**TASK DETAILS**.
Answer each question using the thread below about setting up a bioinformatics server on AWS.
(a) Which AWS services does the person who started the thread say they have looked into?
(b) According to the first reply, what does NCBI offer for BLAST?
(c) Where are instances spawned when no other VPC is specified?

Question

Bioinformatics Server on AWS

0

Entering edit mode

4.2 years ago

jyp327 • 0

I am currently trying to build up a server for a small bioinformatics company that handles proprietary information at times. We would like to use AWS, and I've been told they would like a custom url that they can simply go to, where following a company login, they can access tools like BLAST or IMGT database to run these analyses in-house, such that the proprietary info doesn't get sent to public servers. As such, I know we would need compute, data storage, as well as some sort of domain in which we can centralize these applications.

What combination of AWS services would be suitable for this task? I've looked into S3, EC2, Route 53, Appstream and more, but due to lack of experience with AWS, I am not sure what the best methods would look like.

Thanks!

AWS • 2.2k views

ADD COMMENT • link updated 13 months ago by Ram 43k • written 4.2 years ago by jyp327 • 0

0

Entering edit mode

NCBI has an AWS AMI for Blast. My best advice is to start from https://ncbi.github.io/blast-cloud/, then determine if you and your team have the necessary expertise to help this company.

ADD REPLY • link 4.2 years ago by Eric Lim ★ 2.1k

0

Entering edit mode

You should find the optimal solution to your problem. If you don't know what services AWS provides, then how do you know you should be using AWS?

ADD REPLY • link 4.2 years ago by igor 13k

score 0 · Answer 1 · 2020-02-14

I'm not a web app developer, but I'll list a few things off the top of my head re: compute and storage.

You'll also need to set up a Virtual Private Cloud (VPC) and harden it using standard networking approaches. Instances are spawned into the default VPC unless another one is specified. Users and privileges can be assigned and managed through IAM.

**DATA**.
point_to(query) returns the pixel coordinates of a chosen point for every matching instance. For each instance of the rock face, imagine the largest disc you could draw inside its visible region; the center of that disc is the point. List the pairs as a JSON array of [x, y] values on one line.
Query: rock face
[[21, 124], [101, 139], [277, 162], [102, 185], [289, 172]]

**RESPONSE BELOW**.
(a) S3, EC2, Route 53 and Appstream.
(b) An AWS AMI.
(c) Into the default VPC.